▸ **Problem 1**
Copy the part of the post that opens with the words containing "They announce an" and closes with "do with it.", substituting "ten-year" for "five-year".

▸ **Source**
Monday, October 02, 2006

 
Listening to "Dave" yesterday I couldn't help thinking he hit the nail squarely on the head in a couple of key areas:

1. If we are to restore the concept of "society" we need to focus on restoring discipline in the classroom (in other words handing power back to the teachers and away from unruly pupils who have more rights than those who teach them) and to curb the excesses of the entertainment industry who fool our children into believeing that mysogeny, violence, and dissorder are the way forward to earning "respect";

2. We need to hand control for managing problems over to those closest to delivery and away from centralised planners, quango-ists, and the clip-board monitors of state who's sole purpose in life is to set targets and monitor them;

3. To restore civic decision making to holders of civic office so that local issues are tackled head on by those with the local roots and knowledge.

I want to stay away from arguments on taxation for now because there are 9 years os systemic incompetance that needs to be turned around. Only once we have restored structure to Governance and order to chaos can we look at public expenditure and how to reduce it. David cameron's speech yesterday highlighted just this systematic, endemic, structural issue of waste, incompetence, and failure:

"Think of any issue - not just crime - and then think of Labour's response. This Government's way of doing things - the old way of doing things - is so familiar, and so depressing.

Ministers hold a summit.

They announce an eye-catching initiative.

A five-year plan.

Gordon Brown generously finds the money for it.

The money gets a headline, but no-one knows what to do with it.

So they create a unit in the Cabinet Office.

A task force is set up.

Regional co-ordinators are appointed.

Gordon Brown sets them targets - after all, it is his money.

Pilot schemes are launched.

The pilot schemes are rolled out across the country.

They are evaluated.

Then revised, re-organised and re-launched.

And then finally, once the reality dawns that the only people to benefit are the lawyers, accountants and consultants of Labour's quango army...

...with a pathetic whimper - but no hint of an apology - the whole thing is just abandoned.
We've seen too much of this in the past nine years.

Headline after headline but absolutely no follow-through. It is a story of ignorance, incompetence, arrogance. A story of wasted billions - and disappointed millions. Somewhere out there, there is a place where Blair and Brown will never go. It's dark. It's depressing. It's haunted by the failures of nine years of centralisation, gimmick and spin.

It is the graveyard of initiatives, where you'll find the e-University that died a death,the drugs czar that came and went...

...the Individual Learning Accounts that collapsed in fraud and waste, the tax credits that were paid and reclaimed...

...the Connexions service that flopped, the Strategic Health Authorities that were dropped...

...the marching of yobs to the hole in the wall; the night courts that never happened at all.

And still they keep coming, those hubristic monuments to big government, the living dead that walk the well-trodden path from Downing Street and the Treasury to New Labour's graveyard of initiatives.

The NHS computer: delayed, disorganised, a £20 billion shambles.

Forced police mergers: the direct opposite of the community policing we need.
And then the perfect example.

ID cards.

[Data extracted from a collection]
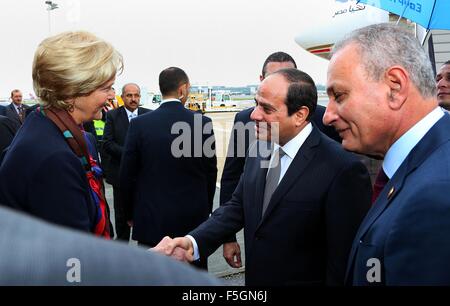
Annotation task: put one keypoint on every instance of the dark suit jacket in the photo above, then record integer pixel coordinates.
(408, 231)
(171, 195)
(234, 163)
(114, 134)
(43, 177)
(8, 129)
(33, 252)
(12, 114)
(306, 233)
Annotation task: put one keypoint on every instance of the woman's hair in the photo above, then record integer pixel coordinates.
(72, 64)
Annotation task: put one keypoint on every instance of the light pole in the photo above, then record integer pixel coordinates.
(50, 7)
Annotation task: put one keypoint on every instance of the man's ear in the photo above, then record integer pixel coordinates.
(397, 79)
(301, 115)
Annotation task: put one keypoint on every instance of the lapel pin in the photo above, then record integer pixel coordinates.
(391, 192)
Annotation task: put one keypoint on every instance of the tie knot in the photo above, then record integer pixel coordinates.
(380, 181)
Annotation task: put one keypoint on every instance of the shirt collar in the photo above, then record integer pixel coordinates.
(398, 152)
(134, 113)
(292, 146)
(170, 100)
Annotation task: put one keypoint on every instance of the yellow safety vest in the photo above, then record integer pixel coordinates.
(99, 127)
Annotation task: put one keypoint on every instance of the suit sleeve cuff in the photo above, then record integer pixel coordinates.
(195, 246)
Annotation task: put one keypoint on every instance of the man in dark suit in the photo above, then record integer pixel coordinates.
(33, 252)
(383, 102)
(16, 111)
(301, 214)
(8, 129)
(443, 86)
(242, 136)
(168, 169)
(116, 127)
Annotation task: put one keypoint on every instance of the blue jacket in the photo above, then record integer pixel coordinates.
(405, 235)
(43, 177)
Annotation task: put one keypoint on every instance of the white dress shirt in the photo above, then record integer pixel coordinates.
(398, 152)
(170, 100)
(131, 115)
(291, 148)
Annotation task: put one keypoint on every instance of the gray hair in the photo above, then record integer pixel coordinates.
(385, 45)
(125, 86)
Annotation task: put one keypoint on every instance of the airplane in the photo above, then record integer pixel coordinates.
(347, 15)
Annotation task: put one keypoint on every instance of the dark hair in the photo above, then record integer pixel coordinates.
(301, 92)
(277, 57)
(14, 91)
(171, 79)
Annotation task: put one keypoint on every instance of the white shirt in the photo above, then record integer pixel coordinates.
(291, 148)
(131, 115)
(170, 100)
(17, 108)
(398, 152)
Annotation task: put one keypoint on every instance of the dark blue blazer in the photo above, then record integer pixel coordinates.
(43, 177)
(306, 233)
(114, 134)
(234, 163)
(8, 129)
(407, 230)
(170, 195)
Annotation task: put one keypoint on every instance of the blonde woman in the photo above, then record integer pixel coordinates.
(48, 170)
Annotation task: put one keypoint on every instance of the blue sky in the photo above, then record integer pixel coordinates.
(217, 42)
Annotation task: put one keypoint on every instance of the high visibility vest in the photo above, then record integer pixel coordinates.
(99, 127)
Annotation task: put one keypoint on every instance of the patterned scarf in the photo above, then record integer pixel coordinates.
(77, 141)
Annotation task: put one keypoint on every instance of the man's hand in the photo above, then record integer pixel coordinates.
(232, 254)
(180, 248)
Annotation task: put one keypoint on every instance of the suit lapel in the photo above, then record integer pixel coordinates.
(14, 113)
(123, 118)
(297, 167)
(260, 184)
(437, 135)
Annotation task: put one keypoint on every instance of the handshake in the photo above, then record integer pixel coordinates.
(179, 248)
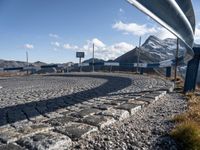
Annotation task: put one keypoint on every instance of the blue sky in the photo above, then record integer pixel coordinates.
(53, 30)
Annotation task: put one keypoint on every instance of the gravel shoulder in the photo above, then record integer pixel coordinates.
(147, 129)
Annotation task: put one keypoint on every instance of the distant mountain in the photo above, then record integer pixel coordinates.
(153, 50)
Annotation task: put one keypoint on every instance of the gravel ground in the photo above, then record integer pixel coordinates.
(87, 111)
(147, 129)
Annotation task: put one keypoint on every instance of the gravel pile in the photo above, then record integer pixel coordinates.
(147, 129)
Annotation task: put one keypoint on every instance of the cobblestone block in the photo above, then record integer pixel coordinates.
(11, 146)
(86, 112)
(116, 114)
(62, 120)
(46, 141)
(10, 135)
(99, 121)
(132, 108)
(76, 130)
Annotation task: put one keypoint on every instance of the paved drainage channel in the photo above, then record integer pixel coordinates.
(72, 124)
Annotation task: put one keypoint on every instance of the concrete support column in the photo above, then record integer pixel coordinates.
(192, 71)
(141, 70)
(168, 72)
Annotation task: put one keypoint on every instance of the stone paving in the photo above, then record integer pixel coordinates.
(52, 112)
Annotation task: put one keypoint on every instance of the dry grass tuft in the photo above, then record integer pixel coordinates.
(187, 135)
(187, 131)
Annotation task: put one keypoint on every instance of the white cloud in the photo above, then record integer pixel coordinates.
(121, 10)
(56, 44)
(28, 46)
(53, 35)
(141, 30)
(98, 43)
(133, 28)
(70, 47)
(197, 34)
(105, 52)
(102, 51)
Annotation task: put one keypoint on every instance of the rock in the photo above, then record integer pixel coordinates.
(132, 108)
(11, 146)
(116, 114)
(46, 141)
(76, 130)
(99, 121)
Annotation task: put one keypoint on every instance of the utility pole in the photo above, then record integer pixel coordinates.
(27, 64)
(176, 63)
(138, 54)
(93, 59)
(80, 63)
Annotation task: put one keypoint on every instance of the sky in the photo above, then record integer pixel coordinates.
(53, 31)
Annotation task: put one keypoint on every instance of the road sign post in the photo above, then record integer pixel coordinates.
(80, 55)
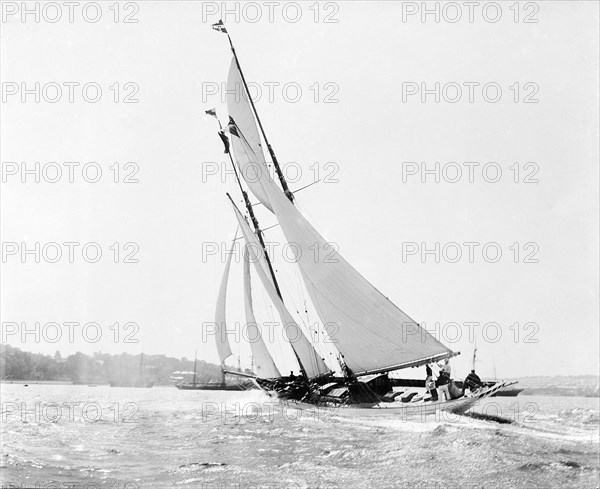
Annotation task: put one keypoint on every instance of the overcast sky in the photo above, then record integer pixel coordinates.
(355, 122)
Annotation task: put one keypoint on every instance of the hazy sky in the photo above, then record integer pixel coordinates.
(356, 122)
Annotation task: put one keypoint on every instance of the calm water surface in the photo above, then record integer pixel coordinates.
(126, 438)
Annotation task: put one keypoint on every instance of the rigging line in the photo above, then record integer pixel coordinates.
(294, 192)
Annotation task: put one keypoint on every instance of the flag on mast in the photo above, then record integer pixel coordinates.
(219, 26)
(232, 128)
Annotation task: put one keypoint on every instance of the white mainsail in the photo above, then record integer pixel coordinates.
(223, 347)
(313, 364)
(372, 333)
(250, 158)
(263, 361)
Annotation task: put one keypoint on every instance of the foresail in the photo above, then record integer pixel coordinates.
(223, 347)
(313, 364)
(264, 365)
(367, 328)
(247, 147)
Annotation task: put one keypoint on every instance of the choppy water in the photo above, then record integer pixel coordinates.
(80, 436)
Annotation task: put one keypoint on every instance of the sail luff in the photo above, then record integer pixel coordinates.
(370, 331)
(223, 347)
(265, 367)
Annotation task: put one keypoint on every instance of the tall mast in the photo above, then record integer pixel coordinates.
(253, 218)
(284, 184)
(304, 374)
(195, 359)
(258, 233)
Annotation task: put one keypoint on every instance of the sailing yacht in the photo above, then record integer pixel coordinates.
(373, 336)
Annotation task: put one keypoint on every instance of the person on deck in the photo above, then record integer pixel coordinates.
(446, 367)
(430, 383)
(472, 382)
(442, 385)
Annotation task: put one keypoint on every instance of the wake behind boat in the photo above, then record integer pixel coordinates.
(373, 337)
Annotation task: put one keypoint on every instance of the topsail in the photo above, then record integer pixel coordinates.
(247, 148)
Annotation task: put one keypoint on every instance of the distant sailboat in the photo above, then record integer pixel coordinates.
(373, 336)
(211, 386)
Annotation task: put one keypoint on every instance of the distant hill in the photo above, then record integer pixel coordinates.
(100, 368)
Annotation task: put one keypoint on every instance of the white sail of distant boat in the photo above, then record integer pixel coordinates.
(263, 361)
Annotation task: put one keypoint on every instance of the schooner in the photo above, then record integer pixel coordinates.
(373, 336)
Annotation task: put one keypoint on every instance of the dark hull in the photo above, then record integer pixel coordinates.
(511, 392)
(377, 391)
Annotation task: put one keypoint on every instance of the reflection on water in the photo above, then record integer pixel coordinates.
(164, 437)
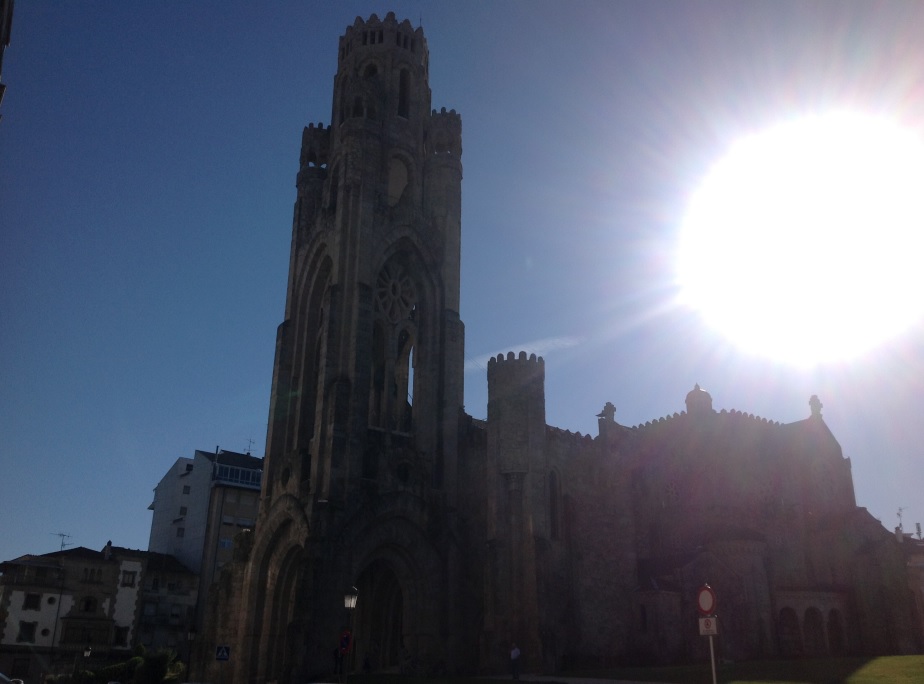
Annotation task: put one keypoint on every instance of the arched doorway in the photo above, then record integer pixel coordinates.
(837, 643)
(790, 634)
(379, 619)
(814, 632)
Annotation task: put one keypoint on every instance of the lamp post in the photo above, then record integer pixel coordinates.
(349, 602)
(190, 639)
(86, 654)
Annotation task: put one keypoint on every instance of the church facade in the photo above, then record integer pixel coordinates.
(461, 536)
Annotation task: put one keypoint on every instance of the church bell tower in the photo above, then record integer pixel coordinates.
(367, 383)
(360, 481)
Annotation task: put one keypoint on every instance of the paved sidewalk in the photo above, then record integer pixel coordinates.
(563, 679)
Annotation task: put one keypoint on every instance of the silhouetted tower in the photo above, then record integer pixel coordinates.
(367, 384)
(518, 482)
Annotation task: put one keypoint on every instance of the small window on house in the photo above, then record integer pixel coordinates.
(27, 632)
(120, 636)
(404, 93)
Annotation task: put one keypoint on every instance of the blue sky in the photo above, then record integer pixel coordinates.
(148, 153)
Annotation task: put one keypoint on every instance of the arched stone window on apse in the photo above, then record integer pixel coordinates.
(554, 506)
(404, 93)
(837, 642)
(790, 633)
(391, 398)
(397, 180)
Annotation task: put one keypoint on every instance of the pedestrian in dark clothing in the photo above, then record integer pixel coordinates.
(514, 661)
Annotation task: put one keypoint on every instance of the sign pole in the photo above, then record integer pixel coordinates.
(705, 604)
(712, 658)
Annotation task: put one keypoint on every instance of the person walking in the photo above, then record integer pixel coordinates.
(515, 660)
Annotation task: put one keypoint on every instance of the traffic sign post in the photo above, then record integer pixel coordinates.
(708, 625)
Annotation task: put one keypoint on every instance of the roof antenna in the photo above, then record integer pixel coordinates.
(63, 536)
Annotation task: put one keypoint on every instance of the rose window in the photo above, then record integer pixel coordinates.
(394, 293)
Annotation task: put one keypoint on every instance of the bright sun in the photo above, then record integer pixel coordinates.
(804, 243)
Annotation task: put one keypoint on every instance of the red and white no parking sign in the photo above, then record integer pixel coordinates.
(705, 600)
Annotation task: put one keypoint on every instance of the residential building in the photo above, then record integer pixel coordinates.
(200, 505)
(56, 606)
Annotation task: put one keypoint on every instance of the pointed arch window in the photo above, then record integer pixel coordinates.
(404, 93)
(394, 338)
(554, 506)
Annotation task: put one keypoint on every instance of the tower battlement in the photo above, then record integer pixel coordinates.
(372, 35)
(315, 147)
(445, 133)
(513, 373)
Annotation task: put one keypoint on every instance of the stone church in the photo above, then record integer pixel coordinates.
(460, 535)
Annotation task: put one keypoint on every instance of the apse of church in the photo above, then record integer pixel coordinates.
(463, 535)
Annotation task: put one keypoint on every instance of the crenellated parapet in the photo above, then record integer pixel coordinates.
(511, 375)
(567, 438)
(683, 415)
(315, 153)
(315, 146)
(516, 410)
(373, 34)
(445, 134)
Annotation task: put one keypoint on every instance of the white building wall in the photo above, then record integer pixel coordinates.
(45, 617)
(126, 598)
(169, 500)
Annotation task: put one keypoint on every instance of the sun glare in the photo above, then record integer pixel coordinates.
(804, 243)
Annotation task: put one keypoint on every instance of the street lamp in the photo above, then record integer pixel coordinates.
(349, 602)
(349, 599)
(86, 654)
(190, 638)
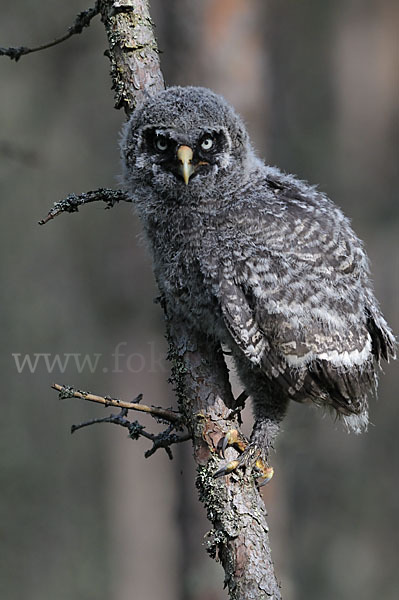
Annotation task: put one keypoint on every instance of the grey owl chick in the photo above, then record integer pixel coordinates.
(256, 259)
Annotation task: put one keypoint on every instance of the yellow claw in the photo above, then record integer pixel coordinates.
(231, 466)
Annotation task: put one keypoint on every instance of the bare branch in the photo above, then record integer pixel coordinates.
(66, 391)
(72, 202)
(164, 440)
(82, 20)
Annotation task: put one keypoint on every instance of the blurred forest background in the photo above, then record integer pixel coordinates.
(87, 517)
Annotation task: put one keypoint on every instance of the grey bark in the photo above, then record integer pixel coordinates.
(239, 534)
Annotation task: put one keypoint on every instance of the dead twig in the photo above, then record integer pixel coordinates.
(72, 202)
(171, 416)
(164, 440)
(82, 20)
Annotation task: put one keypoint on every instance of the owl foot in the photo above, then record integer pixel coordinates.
(251, 457)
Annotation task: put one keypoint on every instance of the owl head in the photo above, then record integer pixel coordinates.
(182, 142)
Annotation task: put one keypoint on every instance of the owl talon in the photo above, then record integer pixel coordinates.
(232, 438)
(250, 457)
(228, 468)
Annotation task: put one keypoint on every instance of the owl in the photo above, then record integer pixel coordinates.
(257, 260)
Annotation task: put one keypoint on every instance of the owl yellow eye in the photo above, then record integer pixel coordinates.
(161, 143)
(207, 143)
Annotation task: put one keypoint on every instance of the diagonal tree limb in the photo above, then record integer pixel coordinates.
(239, 530)
(133, 51)
(82, 20)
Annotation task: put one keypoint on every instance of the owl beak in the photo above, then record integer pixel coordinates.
(186, 168)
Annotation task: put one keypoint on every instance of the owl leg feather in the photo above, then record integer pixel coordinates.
(269, 407)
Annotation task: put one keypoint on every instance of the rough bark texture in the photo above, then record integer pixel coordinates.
(133, 52)
(239, 534)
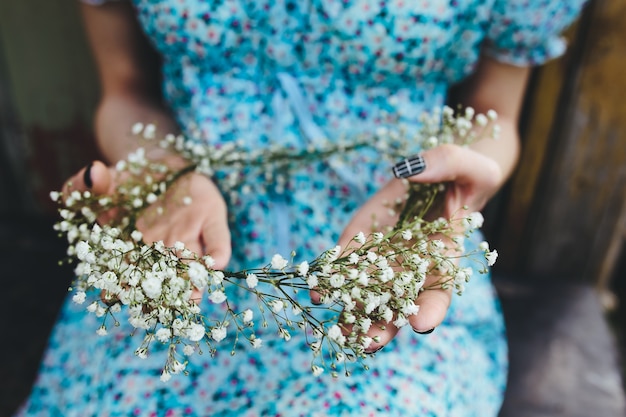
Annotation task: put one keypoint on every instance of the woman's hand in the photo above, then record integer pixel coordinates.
(201, 224)
(471, 179)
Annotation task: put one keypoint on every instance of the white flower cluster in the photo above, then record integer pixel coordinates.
(375, 281)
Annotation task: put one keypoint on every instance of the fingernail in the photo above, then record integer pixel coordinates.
(409, 167)
(378, 349)
(426, 332)
(87, 176)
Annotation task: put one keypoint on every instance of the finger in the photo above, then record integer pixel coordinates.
(95, 177)
(216, 241)
(452, 163)
(433, 306)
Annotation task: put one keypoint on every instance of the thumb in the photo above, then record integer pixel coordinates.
(95, 177)
(216, 239)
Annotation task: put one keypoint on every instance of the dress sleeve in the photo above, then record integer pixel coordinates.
(528, 32)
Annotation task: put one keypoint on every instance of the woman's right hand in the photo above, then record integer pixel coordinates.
(201, 224)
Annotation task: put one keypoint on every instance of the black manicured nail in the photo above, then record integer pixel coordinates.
(87, 176)
(426, 332)
(409, 167)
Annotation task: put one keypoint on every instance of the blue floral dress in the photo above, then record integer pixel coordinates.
(291, 72)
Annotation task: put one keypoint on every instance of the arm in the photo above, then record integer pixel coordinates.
(130, 93)
(473, 174)
(129, 71)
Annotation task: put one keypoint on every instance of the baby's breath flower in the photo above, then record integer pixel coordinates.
(278, 262)
(79, 297)
(491, 257)
(252, 280)
(218, 333)
(217, 297)
(317, 370)
(303, 268)
(247, 315)
(196, 332)
(376, 279)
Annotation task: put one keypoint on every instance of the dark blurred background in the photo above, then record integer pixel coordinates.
(559, 225)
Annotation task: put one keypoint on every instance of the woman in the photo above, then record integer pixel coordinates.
(289, 73)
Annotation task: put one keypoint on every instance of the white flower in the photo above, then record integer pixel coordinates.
(278, 262)
(217, 297)
(196, 332)
(136, 235)
(303, 268)
(247, 316)
(165, 376)
(317, 370)
(337, 280)
(217, 277)
(491, 257)
(54, 195)
(151, 198)
(79, 297)
(82, 250)
(198, 275)
(365, 324)
(151, 286)
(208, 261)
(333, 254)
(475, 220)
(218, 333)
(401, 321)
(163, 335)
(277, 305)
(252, 280)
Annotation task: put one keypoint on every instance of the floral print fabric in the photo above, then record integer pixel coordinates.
(293, 72)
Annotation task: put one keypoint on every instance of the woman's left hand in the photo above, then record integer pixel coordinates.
(471, 178)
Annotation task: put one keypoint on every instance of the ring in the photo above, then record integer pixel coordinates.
(409, 167)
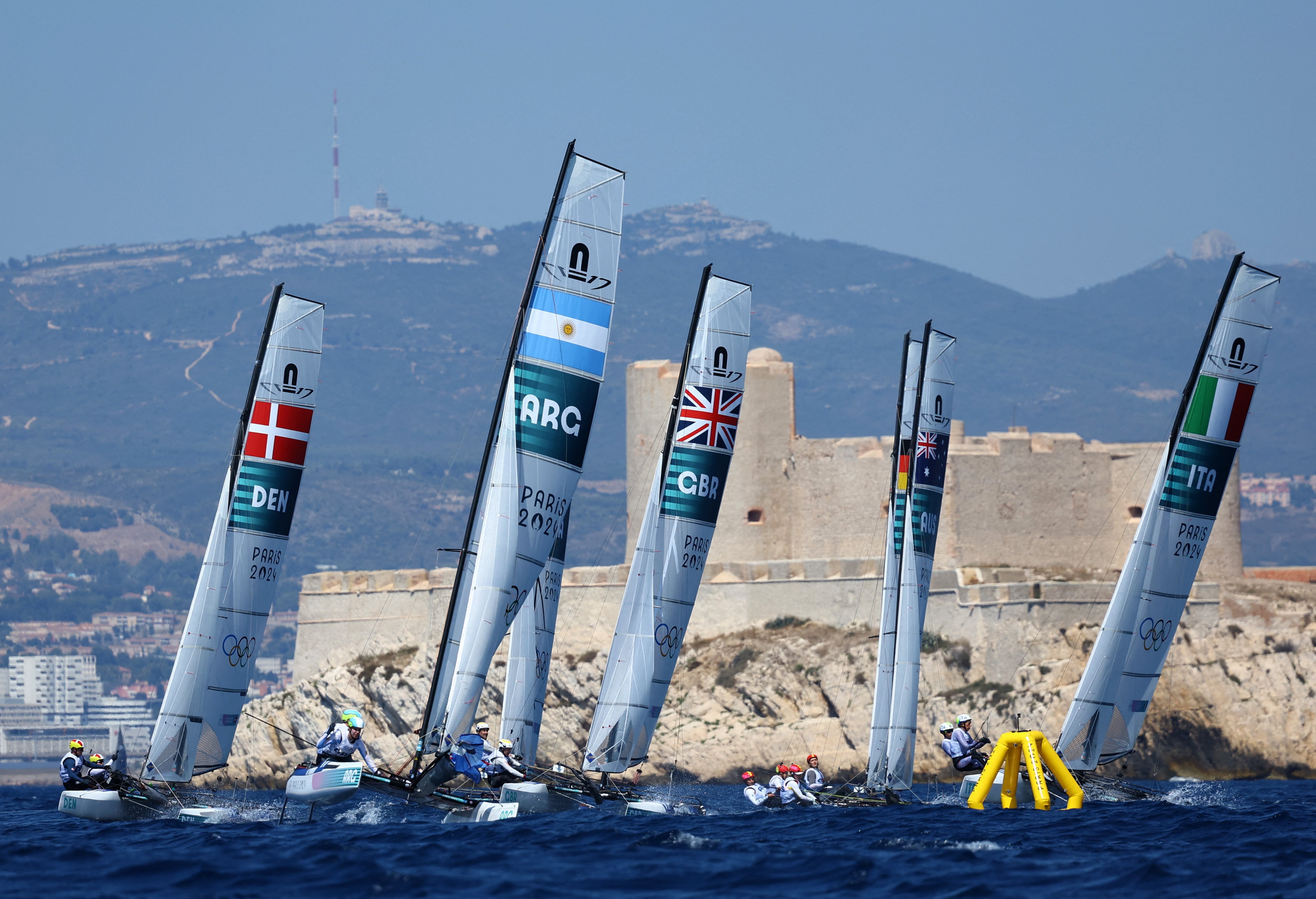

▸ **Problem 2**
Count how many lines in the rows contain the string "mast", and give only that number.

▸ **Answer 1**
They announce an eye-catching initiative.

A ten-year plan.

Gordon Brown generously finds the money for it.

The money gets a headline, but no-one knows what to do with it.

▸ **Answer 2**
2